▶ [Page text]:
|---|

I used to despise the word "wife". Not only did I never think I'd be one, but the word itself conjured up images of servitude and patriarchy. The word "wife" made my feminist bones quake.
I used to tell people that the word "wife" sounded like a venereal disease.
"Oh, I have a bad case of wife"...
The word sounded harsh to me. You almost have to spit it to say it. "Wwwwiiiiiifffffe."
I had many a conversation with other gays and lesbians. Nothing encensed me more than a gay or lesbian calling their partner husband or wife. I'd ask them why they'd use spousal/marital vocabulary when everyone knows gays and lesbians can't get married. Even if they were lucky enough to marry in a state where same-sex marriage was legal, our federal government doesn't recognize such marriages. Why would we adopt heterosexual terminology for our unions when we are refused equal rights?
I used to believe "partner" was a more respectful and acceptable term for our relationships. What better word for your lover, for the person you depend on for everything, for the one who captures your heart, for the one who you share your life with, for the one you build a family with...than partner? Partner sounded better to me than "wife".
Even after UncleR and I were engaged, we had conversations about this. What should we call each other after we marry? (Partners, of course.) What will we have our officiant pronounce us at the end of our vows? (Legally married!)

|---|

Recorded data

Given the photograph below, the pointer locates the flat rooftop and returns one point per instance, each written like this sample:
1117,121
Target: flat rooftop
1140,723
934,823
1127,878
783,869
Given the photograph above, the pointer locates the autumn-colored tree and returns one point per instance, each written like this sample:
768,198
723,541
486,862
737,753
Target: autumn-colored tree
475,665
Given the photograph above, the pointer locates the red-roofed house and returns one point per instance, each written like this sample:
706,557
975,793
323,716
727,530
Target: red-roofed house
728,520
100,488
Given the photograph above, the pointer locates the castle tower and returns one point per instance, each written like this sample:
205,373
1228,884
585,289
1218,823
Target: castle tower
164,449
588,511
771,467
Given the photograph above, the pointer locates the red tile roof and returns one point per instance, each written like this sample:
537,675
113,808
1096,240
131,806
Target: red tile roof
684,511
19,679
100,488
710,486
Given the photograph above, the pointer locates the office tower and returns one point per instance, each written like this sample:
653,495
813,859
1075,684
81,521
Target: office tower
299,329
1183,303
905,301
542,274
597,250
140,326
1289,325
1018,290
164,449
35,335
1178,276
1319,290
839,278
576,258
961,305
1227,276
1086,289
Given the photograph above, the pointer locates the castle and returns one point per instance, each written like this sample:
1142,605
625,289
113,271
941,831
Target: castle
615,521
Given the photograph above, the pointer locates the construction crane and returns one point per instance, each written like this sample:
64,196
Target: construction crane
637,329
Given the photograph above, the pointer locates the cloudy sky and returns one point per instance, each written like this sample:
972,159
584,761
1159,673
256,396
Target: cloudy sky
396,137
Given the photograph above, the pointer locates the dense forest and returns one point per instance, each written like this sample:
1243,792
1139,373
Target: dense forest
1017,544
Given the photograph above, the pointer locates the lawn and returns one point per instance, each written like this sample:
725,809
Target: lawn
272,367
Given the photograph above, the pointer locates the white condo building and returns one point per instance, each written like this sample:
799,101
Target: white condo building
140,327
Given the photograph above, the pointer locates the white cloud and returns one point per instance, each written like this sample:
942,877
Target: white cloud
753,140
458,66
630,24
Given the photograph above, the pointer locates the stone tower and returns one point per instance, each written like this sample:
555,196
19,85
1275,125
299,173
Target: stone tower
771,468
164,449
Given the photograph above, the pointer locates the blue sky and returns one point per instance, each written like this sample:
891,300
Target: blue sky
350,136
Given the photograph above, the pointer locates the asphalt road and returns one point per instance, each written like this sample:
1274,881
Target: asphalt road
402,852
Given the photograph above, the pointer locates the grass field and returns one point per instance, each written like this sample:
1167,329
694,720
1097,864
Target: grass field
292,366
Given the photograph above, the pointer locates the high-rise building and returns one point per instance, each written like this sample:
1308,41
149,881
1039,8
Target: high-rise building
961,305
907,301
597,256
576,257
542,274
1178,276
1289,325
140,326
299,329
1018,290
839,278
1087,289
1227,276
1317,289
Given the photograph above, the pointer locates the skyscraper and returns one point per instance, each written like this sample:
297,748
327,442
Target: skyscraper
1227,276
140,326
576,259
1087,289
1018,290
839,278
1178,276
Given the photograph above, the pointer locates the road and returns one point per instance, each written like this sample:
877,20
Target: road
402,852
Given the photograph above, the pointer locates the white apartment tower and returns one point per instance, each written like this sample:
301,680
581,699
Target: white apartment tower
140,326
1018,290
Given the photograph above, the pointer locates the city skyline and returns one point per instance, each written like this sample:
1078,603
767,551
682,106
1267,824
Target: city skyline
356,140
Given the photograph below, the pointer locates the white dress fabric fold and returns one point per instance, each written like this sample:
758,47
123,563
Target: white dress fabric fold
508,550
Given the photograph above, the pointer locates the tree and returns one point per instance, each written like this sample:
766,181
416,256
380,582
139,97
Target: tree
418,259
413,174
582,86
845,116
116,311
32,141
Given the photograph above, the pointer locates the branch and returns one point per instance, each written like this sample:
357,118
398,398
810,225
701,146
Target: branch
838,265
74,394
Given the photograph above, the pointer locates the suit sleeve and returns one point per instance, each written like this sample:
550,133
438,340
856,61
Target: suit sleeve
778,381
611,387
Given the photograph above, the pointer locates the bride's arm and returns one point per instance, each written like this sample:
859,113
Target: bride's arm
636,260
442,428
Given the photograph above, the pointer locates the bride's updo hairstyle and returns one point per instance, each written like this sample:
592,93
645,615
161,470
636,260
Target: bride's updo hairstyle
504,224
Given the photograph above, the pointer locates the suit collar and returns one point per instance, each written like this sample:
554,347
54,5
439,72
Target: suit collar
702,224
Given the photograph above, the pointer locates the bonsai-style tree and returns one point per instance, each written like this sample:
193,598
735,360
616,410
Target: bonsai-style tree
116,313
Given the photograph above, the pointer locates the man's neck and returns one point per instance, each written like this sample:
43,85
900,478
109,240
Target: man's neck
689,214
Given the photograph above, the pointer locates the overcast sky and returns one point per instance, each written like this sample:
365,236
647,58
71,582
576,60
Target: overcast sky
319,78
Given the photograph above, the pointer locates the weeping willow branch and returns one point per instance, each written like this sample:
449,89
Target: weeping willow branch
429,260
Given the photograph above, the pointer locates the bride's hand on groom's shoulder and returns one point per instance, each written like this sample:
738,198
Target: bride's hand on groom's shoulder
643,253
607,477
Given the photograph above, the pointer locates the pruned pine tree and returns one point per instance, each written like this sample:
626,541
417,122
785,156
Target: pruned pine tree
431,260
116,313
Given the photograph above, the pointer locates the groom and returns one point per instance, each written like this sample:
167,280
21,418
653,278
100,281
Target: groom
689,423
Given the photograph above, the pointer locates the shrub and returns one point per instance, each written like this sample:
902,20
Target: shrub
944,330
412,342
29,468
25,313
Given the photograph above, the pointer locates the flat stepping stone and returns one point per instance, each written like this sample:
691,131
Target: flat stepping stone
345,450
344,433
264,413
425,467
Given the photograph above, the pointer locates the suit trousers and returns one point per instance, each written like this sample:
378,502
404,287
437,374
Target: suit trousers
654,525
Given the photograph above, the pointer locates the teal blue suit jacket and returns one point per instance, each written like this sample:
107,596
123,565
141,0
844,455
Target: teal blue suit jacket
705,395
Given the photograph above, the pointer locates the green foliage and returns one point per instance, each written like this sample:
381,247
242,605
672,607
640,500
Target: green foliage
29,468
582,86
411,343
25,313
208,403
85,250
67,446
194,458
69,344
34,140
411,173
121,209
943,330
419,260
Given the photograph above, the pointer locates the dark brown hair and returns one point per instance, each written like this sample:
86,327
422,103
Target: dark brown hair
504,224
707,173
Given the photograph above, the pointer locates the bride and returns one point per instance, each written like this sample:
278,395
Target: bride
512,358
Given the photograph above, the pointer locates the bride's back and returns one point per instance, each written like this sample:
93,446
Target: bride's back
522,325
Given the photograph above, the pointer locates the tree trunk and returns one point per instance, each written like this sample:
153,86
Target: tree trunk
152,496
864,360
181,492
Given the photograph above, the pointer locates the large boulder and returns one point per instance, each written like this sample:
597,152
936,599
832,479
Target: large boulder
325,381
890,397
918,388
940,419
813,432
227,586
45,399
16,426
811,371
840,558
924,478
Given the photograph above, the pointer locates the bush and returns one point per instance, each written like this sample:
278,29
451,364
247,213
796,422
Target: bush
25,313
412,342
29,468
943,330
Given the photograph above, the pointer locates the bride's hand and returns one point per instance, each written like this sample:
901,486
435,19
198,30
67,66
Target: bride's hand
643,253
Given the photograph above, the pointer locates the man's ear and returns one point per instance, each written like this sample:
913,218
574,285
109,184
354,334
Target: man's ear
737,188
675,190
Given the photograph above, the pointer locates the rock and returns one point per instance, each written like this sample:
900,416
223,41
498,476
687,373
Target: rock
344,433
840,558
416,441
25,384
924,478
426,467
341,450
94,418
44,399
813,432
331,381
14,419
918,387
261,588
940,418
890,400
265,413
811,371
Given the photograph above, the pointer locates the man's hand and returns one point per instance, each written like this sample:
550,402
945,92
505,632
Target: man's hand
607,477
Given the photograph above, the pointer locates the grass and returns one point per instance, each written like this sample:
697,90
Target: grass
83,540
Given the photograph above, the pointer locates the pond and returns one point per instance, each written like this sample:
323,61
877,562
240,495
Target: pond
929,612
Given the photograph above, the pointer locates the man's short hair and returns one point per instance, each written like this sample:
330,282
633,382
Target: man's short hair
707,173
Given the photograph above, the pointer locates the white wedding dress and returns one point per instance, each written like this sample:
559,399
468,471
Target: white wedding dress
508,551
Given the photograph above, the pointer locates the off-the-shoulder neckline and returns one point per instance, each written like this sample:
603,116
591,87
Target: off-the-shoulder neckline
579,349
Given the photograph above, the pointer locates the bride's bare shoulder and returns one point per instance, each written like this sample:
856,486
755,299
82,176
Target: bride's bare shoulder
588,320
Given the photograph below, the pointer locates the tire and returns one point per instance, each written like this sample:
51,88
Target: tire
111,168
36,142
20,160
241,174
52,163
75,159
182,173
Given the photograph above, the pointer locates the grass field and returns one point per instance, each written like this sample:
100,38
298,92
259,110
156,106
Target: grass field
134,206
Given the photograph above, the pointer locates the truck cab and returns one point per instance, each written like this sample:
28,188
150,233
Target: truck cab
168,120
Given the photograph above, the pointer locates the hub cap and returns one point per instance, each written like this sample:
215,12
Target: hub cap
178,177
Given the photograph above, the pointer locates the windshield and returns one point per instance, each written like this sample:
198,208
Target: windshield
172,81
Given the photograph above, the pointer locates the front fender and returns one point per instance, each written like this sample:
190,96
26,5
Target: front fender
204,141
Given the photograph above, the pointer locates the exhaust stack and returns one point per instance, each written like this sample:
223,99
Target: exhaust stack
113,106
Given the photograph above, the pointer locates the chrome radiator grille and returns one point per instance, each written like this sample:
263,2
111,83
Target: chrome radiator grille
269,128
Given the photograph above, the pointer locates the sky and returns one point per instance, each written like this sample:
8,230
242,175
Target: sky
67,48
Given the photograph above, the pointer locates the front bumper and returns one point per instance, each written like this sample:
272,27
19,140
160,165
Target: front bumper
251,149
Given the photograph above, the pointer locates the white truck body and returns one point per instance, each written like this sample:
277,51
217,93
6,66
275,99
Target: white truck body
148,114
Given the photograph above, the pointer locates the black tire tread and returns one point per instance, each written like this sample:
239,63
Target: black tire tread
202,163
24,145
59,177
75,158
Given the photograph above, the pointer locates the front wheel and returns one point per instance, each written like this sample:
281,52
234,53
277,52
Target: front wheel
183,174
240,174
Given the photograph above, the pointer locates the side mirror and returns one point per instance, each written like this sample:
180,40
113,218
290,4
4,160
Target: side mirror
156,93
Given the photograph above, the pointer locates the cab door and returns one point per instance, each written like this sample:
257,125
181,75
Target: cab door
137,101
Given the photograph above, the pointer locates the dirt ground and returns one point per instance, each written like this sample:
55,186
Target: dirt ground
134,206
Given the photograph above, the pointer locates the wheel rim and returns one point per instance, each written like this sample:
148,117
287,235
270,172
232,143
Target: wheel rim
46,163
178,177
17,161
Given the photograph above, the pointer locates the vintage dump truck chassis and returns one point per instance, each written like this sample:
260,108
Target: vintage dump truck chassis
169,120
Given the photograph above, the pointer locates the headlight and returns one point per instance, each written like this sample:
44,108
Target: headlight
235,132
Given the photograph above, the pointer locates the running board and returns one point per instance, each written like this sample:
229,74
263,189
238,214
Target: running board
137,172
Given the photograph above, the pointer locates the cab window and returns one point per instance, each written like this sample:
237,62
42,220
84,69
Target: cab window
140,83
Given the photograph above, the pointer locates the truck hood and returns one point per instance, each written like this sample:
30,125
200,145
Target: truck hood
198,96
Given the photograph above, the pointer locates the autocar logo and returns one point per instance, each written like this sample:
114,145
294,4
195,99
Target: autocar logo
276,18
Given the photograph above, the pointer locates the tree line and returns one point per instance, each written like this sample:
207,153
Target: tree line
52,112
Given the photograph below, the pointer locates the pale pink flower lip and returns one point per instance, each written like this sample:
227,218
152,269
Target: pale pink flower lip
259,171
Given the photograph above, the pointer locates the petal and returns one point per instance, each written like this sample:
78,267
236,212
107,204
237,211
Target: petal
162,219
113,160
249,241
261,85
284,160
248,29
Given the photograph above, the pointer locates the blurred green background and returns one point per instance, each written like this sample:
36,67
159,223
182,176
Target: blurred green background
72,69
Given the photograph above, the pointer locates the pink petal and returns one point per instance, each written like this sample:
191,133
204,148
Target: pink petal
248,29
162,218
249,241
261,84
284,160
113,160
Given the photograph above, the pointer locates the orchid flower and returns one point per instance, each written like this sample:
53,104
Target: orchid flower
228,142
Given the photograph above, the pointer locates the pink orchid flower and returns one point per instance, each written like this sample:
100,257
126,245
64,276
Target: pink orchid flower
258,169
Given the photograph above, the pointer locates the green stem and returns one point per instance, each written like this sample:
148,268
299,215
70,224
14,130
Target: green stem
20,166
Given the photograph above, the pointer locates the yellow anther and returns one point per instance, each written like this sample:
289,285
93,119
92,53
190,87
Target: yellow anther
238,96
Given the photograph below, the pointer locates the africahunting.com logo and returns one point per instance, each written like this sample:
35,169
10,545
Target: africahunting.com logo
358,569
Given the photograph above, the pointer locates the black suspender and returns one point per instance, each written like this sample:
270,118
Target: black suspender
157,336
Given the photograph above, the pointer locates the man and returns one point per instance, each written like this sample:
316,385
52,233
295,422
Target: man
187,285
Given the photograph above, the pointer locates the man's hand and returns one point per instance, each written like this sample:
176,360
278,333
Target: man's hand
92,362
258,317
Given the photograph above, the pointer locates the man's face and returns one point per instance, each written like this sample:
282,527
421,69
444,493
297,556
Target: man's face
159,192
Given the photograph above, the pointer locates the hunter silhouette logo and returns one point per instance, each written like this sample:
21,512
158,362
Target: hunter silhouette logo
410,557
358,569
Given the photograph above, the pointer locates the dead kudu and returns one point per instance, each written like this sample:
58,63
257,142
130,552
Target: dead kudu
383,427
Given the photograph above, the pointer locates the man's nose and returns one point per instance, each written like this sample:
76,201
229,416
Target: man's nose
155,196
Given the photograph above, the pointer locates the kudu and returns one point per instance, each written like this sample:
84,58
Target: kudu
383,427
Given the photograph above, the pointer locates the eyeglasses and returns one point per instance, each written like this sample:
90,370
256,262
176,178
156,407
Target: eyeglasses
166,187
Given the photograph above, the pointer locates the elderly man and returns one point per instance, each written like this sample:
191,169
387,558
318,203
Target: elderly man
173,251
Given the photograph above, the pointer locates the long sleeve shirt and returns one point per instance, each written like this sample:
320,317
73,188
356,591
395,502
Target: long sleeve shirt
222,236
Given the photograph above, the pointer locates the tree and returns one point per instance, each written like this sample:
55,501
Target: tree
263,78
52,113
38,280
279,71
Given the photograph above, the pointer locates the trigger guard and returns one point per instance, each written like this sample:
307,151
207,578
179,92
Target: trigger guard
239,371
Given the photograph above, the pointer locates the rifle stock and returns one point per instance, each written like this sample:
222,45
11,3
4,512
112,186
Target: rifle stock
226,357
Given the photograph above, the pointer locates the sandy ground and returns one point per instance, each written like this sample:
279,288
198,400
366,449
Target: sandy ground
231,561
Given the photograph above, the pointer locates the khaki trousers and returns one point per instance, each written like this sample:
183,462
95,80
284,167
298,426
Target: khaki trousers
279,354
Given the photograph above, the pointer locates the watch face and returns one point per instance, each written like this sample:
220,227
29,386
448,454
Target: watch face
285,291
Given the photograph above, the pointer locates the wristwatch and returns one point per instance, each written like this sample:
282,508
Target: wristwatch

|---|

▶ [Brief 1]:
Rewrite the paragraph of the page text that begins "I had many a conversation" as a short bulleted list that keeps its main facts.
▶ [Brief 2]:
In the page text, what did the writer use to tell people the word "wife" sounded like?
These records have no connection to the page text.

▶ [Reply 1]:
- The writer had many conversations with other gays and lesbians.
- Nothing angered the writer more than a gay or lesbian calling their partner husband or wife.
- The writer asked them why they used marital vocabulary when gays and lesbians can't get married.
- Even couples who married in a state where same-sex marriage was legal were not recognized by the federal government.
- The writer asked why they should adopt heterosexual terms for their unions while being refused equal rights.

▶ [Reply 2]:
A venereal disease.